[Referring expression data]
BEGIN

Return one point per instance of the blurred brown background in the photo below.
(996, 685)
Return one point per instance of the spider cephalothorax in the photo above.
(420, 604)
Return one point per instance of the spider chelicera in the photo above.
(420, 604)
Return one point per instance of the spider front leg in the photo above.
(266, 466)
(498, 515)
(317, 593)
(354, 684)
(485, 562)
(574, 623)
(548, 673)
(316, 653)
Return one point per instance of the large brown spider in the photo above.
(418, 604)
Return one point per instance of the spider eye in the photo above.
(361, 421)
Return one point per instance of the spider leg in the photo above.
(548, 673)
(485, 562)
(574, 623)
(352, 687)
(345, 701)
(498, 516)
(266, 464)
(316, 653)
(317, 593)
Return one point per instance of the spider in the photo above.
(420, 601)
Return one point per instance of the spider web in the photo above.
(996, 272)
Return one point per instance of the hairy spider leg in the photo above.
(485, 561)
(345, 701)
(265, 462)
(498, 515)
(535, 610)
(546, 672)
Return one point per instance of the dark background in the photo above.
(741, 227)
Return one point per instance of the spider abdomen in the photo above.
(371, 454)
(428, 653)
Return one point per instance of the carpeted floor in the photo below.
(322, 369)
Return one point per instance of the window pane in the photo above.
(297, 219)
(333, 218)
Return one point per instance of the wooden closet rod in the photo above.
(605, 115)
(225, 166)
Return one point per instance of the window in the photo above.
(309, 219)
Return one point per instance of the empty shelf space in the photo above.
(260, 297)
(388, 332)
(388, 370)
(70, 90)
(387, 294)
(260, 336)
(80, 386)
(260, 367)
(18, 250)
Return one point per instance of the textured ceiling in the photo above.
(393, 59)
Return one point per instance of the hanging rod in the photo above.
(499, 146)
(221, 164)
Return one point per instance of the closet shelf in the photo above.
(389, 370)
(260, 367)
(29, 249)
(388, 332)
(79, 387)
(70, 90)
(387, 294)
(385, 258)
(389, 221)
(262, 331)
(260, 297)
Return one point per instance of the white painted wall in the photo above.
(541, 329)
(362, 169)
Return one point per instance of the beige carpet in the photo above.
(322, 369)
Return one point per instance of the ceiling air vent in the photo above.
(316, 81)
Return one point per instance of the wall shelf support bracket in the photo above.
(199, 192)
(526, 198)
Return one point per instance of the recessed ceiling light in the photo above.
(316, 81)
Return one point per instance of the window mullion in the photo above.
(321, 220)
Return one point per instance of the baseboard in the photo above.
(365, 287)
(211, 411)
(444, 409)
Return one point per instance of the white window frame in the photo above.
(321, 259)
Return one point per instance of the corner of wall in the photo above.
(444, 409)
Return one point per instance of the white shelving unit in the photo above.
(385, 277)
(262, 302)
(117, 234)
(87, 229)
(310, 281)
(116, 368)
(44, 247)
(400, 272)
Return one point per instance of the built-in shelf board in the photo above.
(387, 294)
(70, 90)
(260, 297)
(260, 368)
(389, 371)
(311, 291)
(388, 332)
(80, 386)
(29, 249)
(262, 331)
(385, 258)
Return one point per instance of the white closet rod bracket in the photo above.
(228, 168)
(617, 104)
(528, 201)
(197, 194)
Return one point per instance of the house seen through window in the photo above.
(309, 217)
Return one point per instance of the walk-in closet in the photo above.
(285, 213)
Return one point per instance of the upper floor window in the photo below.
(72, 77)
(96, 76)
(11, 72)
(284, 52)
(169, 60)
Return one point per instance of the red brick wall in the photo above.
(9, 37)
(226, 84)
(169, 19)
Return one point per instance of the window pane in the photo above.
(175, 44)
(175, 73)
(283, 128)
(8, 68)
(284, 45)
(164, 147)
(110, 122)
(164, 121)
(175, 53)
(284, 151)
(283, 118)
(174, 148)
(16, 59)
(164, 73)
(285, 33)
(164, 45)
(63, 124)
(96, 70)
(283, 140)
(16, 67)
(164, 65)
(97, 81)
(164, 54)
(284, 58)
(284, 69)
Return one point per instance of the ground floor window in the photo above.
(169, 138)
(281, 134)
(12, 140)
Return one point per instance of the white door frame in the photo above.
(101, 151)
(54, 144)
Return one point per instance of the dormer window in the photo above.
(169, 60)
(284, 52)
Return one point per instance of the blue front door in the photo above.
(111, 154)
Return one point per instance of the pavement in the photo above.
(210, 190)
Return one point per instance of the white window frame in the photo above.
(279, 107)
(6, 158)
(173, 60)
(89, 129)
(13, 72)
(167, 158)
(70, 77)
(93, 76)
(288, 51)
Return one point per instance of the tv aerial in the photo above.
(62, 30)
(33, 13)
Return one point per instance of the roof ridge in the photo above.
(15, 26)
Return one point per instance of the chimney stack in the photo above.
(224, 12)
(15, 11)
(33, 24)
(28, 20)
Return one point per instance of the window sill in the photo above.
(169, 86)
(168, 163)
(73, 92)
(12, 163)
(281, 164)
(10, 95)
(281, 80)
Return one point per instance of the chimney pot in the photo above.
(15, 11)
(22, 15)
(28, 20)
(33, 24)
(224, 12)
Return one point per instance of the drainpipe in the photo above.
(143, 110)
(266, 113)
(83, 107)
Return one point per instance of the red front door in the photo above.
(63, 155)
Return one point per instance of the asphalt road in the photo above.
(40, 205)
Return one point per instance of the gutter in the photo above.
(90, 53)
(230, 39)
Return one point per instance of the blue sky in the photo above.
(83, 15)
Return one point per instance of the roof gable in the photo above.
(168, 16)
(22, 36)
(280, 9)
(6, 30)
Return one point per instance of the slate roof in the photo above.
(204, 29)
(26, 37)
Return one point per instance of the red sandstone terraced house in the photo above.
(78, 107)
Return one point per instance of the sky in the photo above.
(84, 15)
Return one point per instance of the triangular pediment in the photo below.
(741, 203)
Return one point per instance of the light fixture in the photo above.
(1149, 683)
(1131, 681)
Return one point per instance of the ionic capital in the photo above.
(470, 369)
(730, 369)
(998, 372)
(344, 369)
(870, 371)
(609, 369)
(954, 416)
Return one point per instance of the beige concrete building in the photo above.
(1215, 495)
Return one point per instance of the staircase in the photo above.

END

REQUIRED ACTION »
For every entry above, give it back exactly as written.

FINAL ANSWER »
Return one point per instance of the blurred brown background in the photo below.
(996, 685)
Return one point per instance of the spider cephalothorax in the photo above.
(420, 604)
Return one point per instance of the spider chelicera in the photo above.
(420, 604)
Return one point per instance of the spider front leg in the photo above.
(266, 466)
(498, 515)
(317, 593)
(354, 684)
(485, 562)
(574, 623)
(548, 673)
(316, 653)
Return one point per instance of the large brown spider in the photo above.
(418, 604)
Return one point per instance of the spider eye in the photo above.
(361, 421)
Return one point per instance of the spider leg in the photo above.
(548, 673)
(485, 562)
(574, 623)
(352, 687)
(345, 701)
(498, 516)
(266, 464)
(316, 653)
(317, 593)
Return one point per instance of the spider in the photo above.
(420, 601)
Return one point per instance of the spider web in the photo above.
(996, 272)
Return one point per instance of the hairy spider leg in the photo above.
(485, 561)
(345, 701)
(265, 462)
(498, 515)
(535, 610)
(546, 672)
Return one point per instance of the dark background in the photo above.
(741, 227)
Return one point per instance of the spider abdomen in the photo above.
(371, 454)
(428, 653)
Return one point per instance of the carpeted floor in the photo below.
(322, 369)
Return one point per instance of the window pane in the photo above.
(297, 219)
(333, 218)
Return one point per instance of the wooden closet rod in the photo above.
(605, 115)
(225, 166)
Return one point per instance of the window in the photo above.
(309, 219)
Return one point per instance of the empty shelf space in the photo above.
(260, 297)
(388, 332)
(388, 370)
(70, 90)
(387, 294)
(260, 336)
(80, 386)
(260, 367)
(18, 250)
Return one point per instance of the textured ceiling in the photo above.
(393, 59)
Return one point per instance of the hanging rod in the photo above.
(499, 146)
(221, 164)
Return one point per instance of the closet shelf in the photo above.
(389, 370)
(260, 367)
(29, 249)
(388, 332)
(79, 387)
(70, 90)
(387, 294)
(385, 258)
(389, 221)
(262, 331)
(260, 297)
Return one point per instance of the white painted wall in the photo above.
(541, 329)
(362, 169)
Return one point per instance of the beige carpet in the photo above.
(322, 369)
Return one point per instance of the ceiling air vent in the photo above.
(316, 81)
Return one point per instance of the wall shelf support bracket in the photo above.
(199, 192)
(526, 198)
Return one point per instance of the recessed ceiling light in the photo above.
(316, 81)
Return one point per instance of the window mullion in the photo above.
(321, 220)
Return one point per instance of the baseboard in the photo above.
(365, 287)
(211, 411)
(444, 409)
Return one point per instance of the white window frame in the photo above.
(321, 259)
Return one point per instance of the corner of wall in the photo above.
(444, 409)
Return one point per instance of the white shelving unit in the photo above.
(385, 277)
(262, 302)
(117, 234)
(87, 229)
(310, 281)
(116, 368)
(44, 247)
(400, 272)
Return one point per instance of the built-in shelf board in the photo above.
(387, 294)
(70, 90)
(260, 297)
(260, 368)
(389, 371)
(311, 291)
(388, 332)
(80, 386)
(29, 249)
(262, 331)
(385, 258)
Return one point per instance of the white closet rod bracket in the photo above.
(228, 168)
(617, 104)
(528, 201)
(197, 194)
Return one point per instance of the house seen through window in the photo above.
(309, 217)
Return one point per instance of the walk-in closet in the photo above.
(285, 213)
Return one point per instance of the upper floor window in the photo below.
(72, 77)
(96, 76)
(11, 72)
(284, 52)
(169, 60)
Return one point per instance of the red brick wall in the photo above.
(9, 37)
(226, 84)
(169, 19)
Return one point per instance of the window pane in the photo above.
(175, 44)
(175, 73)
(283, 128)
(8, 68)
(284, 45)
(164, 147)
(110, 122)
(164, 121)
(175, 53)
(284, 151)
(283, 118)
(174, 148)
(16, 59)
(164, 73)
(285, 33)
(164, 45)
(63, 124)
(96, 70)
(283, 140)
(16, 67)
(164, 65)
(97, 81)
(164, 54)
(284, 58)
(284, 69)
Return one point per instance of the ground floor window in the photo above.
(169, 138)
(281, 134)
(12, 140)
Return one point per instance of the white door frame in the photo above.
(101, 151)
(54, 144)
Return one point per instance of the dormer window in the photo above.
(169, 60)
(284, 52)
Return one point per instance of the blue front door in the photo above.
(111, 154)
Return one point per instance of the pavement in the photo above.
(210, 190)
Return one point per instance of the white window frame in the photo above.
(279, 107)
(6, 158)
(173, 60)
(89, 129)
(13, 72)
(167, 158)
(70, 77)
(93, 76)
(288, 51)
Return one point per instance of the tv aerial in the photo above.
(62, 30)
(33, 13)
Return one point per instance of the roof ridge in the photo above.
(15, 26)
Return one point per instance of the chimney stack in the photo above.
(224, 12)
(15, 11)
(33, 24)
(28, 20)
Return one point per instance of the window sill in the photo above.
(169, 86)
(168, 163)
(73, 92)
(12, 163)
(281, 164)
(10, 95)
(281, 80)
Return one point per instance of the chimney pot in the photo above.
(15, 11)
(22, 15)
(28, 20)
(33, 24)
(224, 12)
Return one point per instance of the drainpipe in the photo above.
(143, 110)
(266, 113)
(83, 107)
Return one point per instance of the red front door in the photo above.
(63, 155)
Return one point per instance of the asphalt road in the photo above.
(40, 205)
Return one point per instance of the gutter in the photo above.
(90, 53)
(230, 39)
Return one point per instance of the blue sky in the photo above.
(83, 15)
Return one point per instance of the roof gable in the photo above.
(168, 16)
(22, 36)
(280, 9)
(6, 30)
Return one point per instance of the slate roof in the photo above.
(204, 29)
(26, 37)
Return one point per instance of the red sandstone terraced house in the photo above.
(78, 107)
Return one point per instance of the sky in the photo above.
(84, 15)
Return one point per instance of the triangular pediment in the photo below.
(741, 203)
Return one point per instance of the light fixture in the photo above.
(1149, 683)
(1131, 681)
Return one point per instance of the ionic capital in the photo above.
(470, 369)
(730, 369)
(998, 372)
(344, 369)
(870, 371)
(609, 369)
(954, 416)
Return one point per instance of the beige concrete building in the photo above.
(1215, 495)
Return one point per instance of the staircase in the photo above.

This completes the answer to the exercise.